* **Excerpted records**:
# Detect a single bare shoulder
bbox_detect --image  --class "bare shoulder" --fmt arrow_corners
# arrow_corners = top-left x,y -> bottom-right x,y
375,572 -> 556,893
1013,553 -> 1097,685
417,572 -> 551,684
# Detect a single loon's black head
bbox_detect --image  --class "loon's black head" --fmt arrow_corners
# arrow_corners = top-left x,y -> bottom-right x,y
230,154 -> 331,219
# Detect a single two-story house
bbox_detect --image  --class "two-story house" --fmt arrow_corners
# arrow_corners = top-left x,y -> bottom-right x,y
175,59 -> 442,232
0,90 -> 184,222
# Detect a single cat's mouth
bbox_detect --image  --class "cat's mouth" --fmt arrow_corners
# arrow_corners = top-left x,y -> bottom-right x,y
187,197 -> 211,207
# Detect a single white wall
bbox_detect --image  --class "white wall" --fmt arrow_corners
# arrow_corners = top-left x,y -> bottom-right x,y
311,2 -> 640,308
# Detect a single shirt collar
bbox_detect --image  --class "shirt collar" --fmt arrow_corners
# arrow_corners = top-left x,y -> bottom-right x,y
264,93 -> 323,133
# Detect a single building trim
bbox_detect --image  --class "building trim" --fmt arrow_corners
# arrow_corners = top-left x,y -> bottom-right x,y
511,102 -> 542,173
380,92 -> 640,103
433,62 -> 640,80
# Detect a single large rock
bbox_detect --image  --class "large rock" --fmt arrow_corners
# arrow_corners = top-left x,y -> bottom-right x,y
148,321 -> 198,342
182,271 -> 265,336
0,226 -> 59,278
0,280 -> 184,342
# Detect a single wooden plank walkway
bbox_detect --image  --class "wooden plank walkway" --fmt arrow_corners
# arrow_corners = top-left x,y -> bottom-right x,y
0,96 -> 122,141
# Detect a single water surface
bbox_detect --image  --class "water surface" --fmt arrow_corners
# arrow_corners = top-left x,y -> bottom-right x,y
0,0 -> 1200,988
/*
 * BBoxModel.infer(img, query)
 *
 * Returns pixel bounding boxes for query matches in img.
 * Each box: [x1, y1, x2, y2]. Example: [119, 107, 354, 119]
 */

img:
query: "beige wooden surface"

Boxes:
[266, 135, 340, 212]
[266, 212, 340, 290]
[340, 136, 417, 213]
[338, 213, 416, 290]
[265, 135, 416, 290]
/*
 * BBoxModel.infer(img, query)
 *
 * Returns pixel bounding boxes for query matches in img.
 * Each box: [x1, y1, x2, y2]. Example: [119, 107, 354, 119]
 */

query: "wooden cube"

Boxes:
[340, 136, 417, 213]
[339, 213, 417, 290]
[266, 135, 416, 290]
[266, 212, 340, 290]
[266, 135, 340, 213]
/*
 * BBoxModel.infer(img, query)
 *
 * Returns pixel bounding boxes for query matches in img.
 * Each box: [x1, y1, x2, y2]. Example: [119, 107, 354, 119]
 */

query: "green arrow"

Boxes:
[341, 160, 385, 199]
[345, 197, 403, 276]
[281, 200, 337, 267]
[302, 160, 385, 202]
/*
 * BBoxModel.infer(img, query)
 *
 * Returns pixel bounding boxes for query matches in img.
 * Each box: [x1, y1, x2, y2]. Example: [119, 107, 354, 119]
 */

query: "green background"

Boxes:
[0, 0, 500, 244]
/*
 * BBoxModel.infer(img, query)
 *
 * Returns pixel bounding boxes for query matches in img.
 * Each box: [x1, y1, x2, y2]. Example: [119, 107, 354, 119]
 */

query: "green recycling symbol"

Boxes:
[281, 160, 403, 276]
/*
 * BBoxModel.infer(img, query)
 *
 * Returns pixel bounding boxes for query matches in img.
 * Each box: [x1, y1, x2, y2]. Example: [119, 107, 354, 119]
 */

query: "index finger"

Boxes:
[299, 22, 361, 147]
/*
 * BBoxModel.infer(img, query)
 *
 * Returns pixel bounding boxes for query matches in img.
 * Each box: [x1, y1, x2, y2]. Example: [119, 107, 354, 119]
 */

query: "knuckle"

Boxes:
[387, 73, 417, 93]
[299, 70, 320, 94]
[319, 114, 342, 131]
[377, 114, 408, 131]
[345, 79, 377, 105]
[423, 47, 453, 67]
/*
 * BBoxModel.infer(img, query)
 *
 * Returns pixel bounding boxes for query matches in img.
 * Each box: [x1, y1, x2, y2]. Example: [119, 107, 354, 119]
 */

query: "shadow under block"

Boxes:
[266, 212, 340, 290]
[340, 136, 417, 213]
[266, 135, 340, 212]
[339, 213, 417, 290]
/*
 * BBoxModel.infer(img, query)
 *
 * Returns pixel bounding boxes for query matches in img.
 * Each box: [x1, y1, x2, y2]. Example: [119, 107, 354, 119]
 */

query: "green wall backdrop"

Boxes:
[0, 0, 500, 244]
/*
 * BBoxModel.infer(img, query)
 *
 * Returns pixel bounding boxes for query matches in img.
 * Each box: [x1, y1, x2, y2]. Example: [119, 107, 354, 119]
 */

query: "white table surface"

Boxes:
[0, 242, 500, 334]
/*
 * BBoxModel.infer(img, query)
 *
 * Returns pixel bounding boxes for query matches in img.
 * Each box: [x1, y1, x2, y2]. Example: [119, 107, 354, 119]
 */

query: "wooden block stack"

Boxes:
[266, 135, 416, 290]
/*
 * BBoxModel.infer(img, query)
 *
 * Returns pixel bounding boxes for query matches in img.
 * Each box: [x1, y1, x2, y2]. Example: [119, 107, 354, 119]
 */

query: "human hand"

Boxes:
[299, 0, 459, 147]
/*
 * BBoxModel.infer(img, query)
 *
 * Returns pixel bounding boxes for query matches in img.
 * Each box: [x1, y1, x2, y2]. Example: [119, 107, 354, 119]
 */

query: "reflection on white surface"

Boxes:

* **Instructions to follow**: From the items above, copy out each line that contains the string "trim".

* **Answer to this exercise**:
# Detect a single building trim
bbox_detect --image  --class "building trim" --fmt arrow_corners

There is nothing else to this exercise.